__About this exercise__. Only the lines from the line containing "Annotate the palm tree in" to the end of the entries, both included, belong in your answer, and each must match exactly.
[[ Extracted material, beginning ]]
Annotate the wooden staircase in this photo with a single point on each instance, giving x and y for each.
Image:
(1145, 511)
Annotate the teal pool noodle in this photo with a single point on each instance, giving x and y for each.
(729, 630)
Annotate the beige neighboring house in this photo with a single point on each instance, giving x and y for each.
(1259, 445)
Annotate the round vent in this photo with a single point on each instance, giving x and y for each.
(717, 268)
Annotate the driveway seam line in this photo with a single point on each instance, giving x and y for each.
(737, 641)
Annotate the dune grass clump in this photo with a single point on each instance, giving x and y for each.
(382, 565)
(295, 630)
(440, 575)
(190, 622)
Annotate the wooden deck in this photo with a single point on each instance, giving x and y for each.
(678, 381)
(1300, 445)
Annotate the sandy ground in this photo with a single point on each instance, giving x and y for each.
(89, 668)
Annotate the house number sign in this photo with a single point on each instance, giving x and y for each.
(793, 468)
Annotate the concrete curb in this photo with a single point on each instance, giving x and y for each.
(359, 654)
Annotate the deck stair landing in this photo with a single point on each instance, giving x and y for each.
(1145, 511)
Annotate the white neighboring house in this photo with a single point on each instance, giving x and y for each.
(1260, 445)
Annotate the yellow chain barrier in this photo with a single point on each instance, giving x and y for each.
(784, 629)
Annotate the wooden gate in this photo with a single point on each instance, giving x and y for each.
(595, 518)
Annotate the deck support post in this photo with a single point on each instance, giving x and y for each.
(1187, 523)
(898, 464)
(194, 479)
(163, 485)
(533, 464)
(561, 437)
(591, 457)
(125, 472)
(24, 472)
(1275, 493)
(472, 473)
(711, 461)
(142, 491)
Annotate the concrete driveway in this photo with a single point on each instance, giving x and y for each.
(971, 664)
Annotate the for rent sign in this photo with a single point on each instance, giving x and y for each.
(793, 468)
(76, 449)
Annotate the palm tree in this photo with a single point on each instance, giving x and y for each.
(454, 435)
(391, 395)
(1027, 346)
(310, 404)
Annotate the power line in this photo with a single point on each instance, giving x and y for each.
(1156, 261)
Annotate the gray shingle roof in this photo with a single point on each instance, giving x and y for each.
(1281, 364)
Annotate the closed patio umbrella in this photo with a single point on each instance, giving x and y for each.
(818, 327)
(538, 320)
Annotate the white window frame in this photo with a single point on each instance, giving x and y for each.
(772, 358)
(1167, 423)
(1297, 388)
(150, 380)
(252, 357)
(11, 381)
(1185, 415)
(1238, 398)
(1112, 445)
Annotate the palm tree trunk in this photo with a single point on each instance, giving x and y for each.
[[ Extracted material, end ]]
__Solution__.
Annotate the palm tree in this photo with a single point on each instance, giving x and y for each.
(454, 435)
(391, 395)
(1027, 346)
(310, 404)
Annotate the power line in this photo with a single point on each instance, giving x and y for each.
(1156, 261)
Annotate the gray shingle roof in this photo with a single point on each instance, giving x and y for each.
(1281, 364)
Annotate the closed patio umbrella in this photo with a single point on each instance, giving x and y for each.
(818, 327)
(538, 320)
Annotate the white window frame in this photo with a single point on each instance, giving x and y for each.
(772, 358)
(1167, 423)
(1297, 388)
(150, 380)
(252, 357)
(11, 381)
(1185, 415)
(1238, 398)
(1112, 445)
Annotate the palm tree trunk in this photo with a single point on each instance, giving x and y for each.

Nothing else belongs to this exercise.